SET EXERCISE: Exact copies are required of the lines from the line containing "Locate every instance of the bush" through the final line of the listing, both included, and of no other lines.

RECORD EXTRACTS:
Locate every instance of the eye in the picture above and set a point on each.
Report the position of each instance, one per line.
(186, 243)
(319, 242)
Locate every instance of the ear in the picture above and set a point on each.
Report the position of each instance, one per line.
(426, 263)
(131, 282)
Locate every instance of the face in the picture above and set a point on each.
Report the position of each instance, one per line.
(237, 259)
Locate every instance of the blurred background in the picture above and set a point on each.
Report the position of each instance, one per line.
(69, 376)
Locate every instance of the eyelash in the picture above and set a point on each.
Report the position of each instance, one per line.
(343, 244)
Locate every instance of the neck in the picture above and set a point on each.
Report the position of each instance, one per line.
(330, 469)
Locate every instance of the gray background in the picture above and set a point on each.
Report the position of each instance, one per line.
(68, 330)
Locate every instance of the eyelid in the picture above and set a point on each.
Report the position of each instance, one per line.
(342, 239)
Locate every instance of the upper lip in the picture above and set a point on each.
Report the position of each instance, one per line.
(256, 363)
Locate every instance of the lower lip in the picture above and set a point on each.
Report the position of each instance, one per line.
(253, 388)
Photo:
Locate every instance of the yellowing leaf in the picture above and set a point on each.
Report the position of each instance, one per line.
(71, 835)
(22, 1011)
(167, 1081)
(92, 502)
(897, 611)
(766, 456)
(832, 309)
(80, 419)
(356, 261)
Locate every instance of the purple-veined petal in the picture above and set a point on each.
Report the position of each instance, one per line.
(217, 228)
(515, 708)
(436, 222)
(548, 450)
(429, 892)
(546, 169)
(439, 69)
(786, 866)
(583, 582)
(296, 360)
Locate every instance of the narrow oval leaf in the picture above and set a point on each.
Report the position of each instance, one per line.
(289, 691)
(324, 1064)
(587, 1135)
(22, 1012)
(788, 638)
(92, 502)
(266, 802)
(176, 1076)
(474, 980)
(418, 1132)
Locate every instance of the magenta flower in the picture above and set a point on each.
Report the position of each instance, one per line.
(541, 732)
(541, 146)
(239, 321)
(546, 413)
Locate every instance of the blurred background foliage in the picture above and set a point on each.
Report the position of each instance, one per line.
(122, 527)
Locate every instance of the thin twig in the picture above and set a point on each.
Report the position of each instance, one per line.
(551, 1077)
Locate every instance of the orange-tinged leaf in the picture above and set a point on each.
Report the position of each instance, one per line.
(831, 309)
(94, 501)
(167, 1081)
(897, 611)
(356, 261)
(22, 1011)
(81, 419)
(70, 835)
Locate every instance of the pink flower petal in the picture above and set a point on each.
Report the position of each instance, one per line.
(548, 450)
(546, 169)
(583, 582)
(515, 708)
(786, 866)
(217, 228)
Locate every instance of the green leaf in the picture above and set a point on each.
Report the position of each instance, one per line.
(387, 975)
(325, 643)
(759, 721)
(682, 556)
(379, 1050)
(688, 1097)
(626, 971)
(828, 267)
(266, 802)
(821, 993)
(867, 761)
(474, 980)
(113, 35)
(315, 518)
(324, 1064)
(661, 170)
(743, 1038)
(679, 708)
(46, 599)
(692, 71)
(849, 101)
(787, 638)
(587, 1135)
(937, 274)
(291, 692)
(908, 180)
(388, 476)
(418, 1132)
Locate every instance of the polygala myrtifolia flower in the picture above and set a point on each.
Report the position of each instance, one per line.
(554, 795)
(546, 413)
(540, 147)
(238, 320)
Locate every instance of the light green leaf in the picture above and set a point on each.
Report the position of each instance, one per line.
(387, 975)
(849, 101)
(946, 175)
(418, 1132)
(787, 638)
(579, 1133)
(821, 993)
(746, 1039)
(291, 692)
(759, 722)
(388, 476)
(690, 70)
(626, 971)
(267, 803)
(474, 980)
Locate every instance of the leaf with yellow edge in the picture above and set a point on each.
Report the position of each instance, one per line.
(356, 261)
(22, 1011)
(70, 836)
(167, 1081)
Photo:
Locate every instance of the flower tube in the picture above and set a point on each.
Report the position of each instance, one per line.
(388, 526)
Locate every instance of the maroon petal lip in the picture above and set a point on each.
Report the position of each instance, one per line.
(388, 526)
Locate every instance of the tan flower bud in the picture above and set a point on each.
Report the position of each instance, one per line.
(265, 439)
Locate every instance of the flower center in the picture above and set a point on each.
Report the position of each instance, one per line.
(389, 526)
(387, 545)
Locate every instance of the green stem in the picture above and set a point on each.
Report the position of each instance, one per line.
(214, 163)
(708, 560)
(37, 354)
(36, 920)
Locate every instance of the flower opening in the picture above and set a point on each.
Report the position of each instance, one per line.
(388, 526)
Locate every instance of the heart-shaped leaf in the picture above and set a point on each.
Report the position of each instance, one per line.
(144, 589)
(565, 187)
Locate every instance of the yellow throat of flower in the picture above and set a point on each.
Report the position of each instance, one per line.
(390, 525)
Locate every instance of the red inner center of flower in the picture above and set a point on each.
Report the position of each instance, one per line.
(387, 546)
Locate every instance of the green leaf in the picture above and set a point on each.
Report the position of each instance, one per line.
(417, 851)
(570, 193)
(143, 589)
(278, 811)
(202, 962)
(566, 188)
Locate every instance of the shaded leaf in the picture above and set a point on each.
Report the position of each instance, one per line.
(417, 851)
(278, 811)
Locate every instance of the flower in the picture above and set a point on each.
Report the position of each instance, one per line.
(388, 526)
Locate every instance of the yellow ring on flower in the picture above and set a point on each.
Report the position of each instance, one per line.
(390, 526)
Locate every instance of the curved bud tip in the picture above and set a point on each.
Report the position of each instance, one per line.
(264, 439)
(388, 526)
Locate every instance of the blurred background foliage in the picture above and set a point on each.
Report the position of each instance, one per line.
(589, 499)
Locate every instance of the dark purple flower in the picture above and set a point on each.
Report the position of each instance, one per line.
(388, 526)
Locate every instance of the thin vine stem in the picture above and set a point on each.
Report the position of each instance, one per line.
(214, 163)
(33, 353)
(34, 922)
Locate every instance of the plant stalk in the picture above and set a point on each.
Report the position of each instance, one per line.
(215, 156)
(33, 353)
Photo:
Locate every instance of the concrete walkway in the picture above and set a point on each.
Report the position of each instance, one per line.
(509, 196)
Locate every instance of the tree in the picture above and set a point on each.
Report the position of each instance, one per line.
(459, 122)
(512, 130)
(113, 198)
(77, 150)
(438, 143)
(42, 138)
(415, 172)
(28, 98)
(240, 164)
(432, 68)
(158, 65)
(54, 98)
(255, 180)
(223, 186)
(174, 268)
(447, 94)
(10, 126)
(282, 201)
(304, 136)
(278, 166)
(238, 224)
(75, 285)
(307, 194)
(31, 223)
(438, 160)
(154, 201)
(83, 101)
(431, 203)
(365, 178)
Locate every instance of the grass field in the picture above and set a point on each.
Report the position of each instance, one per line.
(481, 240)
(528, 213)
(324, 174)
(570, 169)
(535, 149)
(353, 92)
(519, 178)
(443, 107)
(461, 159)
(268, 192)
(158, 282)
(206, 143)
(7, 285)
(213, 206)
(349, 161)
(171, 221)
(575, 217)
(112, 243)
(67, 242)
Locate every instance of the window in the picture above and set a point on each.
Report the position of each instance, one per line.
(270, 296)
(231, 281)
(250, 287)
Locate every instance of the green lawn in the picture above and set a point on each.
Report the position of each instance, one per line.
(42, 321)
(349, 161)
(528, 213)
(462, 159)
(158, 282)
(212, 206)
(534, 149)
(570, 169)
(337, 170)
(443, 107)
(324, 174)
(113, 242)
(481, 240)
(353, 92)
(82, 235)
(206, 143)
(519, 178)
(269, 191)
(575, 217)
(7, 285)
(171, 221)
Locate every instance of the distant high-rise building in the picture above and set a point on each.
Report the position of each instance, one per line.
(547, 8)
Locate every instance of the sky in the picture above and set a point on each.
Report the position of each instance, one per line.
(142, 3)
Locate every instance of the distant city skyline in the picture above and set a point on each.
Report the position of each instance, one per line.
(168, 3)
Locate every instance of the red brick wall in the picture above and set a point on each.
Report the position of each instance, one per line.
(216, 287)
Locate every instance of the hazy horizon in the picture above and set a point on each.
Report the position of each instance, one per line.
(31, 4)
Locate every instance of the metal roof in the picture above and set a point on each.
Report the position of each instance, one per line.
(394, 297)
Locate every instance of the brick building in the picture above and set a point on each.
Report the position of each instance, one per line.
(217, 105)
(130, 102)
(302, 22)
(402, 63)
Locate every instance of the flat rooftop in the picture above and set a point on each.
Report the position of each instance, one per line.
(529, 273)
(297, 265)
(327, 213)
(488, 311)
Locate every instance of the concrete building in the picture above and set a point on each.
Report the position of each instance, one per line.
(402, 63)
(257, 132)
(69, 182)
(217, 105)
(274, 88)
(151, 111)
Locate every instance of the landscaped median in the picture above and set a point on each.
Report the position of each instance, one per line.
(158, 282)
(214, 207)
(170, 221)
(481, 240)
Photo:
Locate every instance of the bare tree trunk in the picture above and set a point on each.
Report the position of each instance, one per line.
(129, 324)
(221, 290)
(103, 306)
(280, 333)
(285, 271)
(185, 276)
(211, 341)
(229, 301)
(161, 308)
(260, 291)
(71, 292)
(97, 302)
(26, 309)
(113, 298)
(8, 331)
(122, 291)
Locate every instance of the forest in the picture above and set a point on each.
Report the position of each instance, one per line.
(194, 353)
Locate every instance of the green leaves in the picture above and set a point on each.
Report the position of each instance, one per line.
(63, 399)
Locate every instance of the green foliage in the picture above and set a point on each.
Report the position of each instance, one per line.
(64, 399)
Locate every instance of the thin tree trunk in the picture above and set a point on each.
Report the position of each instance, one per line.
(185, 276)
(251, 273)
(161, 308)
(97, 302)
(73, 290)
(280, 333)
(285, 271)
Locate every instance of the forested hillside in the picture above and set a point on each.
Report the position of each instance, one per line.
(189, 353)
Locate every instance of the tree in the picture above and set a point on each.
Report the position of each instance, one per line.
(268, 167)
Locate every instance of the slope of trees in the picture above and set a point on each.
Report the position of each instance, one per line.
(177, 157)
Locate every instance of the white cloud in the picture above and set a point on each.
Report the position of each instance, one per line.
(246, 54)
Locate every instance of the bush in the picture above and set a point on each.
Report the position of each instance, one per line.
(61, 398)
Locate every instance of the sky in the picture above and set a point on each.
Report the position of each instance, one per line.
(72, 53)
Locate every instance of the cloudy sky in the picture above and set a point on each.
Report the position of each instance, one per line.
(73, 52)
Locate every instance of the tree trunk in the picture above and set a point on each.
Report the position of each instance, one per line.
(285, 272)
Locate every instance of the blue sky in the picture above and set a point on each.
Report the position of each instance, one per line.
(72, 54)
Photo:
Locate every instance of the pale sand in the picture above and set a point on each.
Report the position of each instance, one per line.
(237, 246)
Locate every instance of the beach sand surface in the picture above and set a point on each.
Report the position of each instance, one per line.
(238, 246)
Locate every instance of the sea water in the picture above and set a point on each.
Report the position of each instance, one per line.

RESPONSE FOR THIS EXERCISE:
Locate every instance of the bush in the picture above and set a point on each.
Report the position of each instance, one per line.
(61, 398)
Locate every instance of the sky in the picture above and set a point on each.
Report the position of each instance, one per line.
(72, 53)
Locate every instance of the cloudy sky in the picture above and set a point on each.
Report the position of each instance, one per line.
(73, 52)
Locate every instance of the tree trunk in the picture above and set a point on each.
Report the position of each instance, one per line.
(285, 272)
Locate every instance of the blue sky in the picture above and set a point on each.
Report the position of each instance, one per line.
(72, 54)
Photo:
Locate every instance of the pale sand in the picture above and set a point on each.
Report the position of each instance, one per line.
(237, 246)
Locate every instance of the beach sand surface in the picture above and set a point on each.
Report the position of each instance, one per line.
(238, 246)
Locate every instance of the sea water in the picture above and set a point on each.
Report the position of each instance, one per line.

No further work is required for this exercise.